→ ASSIGNED TASK:
Each line in the records that mentions the word "below" needs to be listed.

→ Items from a dataset:

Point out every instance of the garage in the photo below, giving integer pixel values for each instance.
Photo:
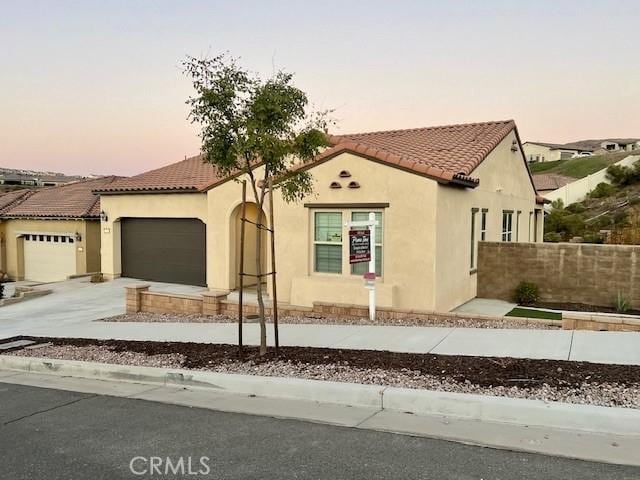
(48, 257)
(164, 250)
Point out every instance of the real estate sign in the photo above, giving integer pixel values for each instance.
(359, 246)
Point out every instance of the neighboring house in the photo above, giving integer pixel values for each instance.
(550, 152)
(548, 182)
(435, 191)
(52, 233)
(11, 178)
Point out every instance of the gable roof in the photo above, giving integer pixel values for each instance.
(9, 199)
(448, 154)
(72, 200)
(189, 175)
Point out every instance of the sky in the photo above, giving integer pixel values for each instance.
(96, 87)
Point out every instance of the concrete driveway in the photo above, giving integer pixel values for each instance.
(73, 302)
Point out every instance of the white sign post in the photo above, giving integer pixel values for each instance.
(370, 276)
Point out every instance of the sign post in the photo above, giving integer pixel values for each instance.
(362, 249)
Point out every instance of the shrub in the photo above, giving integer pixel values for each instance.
(602, 190)
(622, 303)
(575, 208)
(526, 293)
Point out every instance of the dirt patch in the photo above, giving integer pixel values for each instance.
(448, 322)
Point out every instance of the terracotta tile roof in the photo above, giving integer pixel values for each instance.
(449, 153)
(190, 175)
(9, 199)
(550, 181)
(72, 200)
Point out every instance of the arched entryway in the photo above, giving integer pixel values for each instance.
(250, 237)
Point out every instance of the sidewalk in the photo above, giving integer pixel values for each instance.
(600, 347)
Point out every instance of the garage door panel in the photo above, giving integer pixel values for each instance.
(164, 250)
(47, 258)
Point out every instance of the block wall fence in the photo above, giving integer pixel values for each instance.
(564, 272)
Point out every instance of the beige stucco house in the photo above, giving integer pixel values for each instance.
(435, 191)
(52, 233)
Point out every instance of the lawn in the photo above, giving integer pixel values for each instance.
(531, 313)
(579, 167)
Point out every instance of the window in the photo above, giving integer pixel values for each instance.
(483, 225)
(473, 237)
(362, 268)
(507, 226)
(328, 242)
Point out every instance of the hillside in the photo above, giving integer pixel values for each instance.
(610, 215)
(580, 167)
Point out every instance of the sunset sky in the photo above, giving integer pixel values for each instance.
(96, 86)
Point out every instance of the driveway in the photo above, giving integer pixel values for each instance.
(73, 302)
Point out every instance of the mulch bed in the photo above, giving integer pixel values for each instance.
(582, 307)
(483, 371)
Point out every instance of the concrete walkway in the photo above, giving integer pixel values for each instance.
(601, 347)
(73, 302)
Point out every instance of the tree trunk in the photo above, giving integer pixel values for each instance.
(259, 272)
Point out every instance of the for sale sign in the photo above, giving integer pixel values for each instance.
(359, 246)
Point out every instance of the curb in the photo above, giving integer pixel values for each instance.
(277, 387)
(522, 412)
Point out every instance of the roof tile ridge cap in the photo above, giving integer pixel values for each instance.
(482, 153)
(434, 127)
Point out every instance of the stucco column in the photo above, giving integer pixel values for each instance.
(134, 292)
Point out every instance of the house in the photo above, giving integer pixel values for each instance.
(435, 191)
(551, 152)
(52, 233)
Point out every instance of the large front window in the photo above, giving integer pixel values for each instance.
(328, 242)
(330, 253)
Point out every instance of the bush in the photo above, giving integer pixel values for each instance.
(575, 208)
(527, 293)
(602, 190)
(622, 303)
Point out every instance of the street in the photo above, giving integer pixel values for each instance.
(53, 434)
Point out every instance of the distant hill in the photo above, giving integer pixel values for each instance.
(14, 179)
(580, 167)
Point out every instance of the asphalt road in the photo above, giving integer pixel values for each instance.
(53, 434)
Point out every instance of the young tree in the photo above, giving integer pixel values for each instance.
(257, 127)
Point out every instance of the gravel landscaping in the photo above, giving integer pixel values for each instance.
(549, 380)
(515, 323)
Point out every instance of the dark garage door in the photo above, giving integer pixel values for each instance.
(164, 250)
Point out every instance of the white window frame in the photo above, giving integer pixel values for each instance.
(483, 224)
(507, 226)
(346, 217)
(321, 242)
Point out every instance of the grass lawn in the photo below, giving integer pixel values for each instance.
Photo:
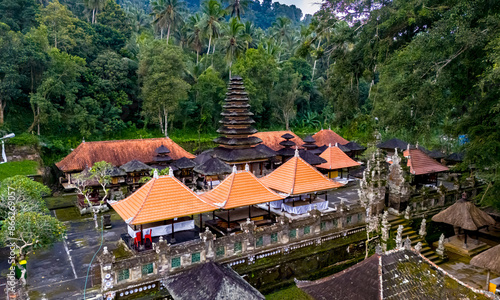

→ FINAL ANSWER:
Point out every instance of the garage in the photo below, giving integer pixel values for each instance.
Point out every instance of the grass lawn in the photo below, giving integer pixel values for each instance.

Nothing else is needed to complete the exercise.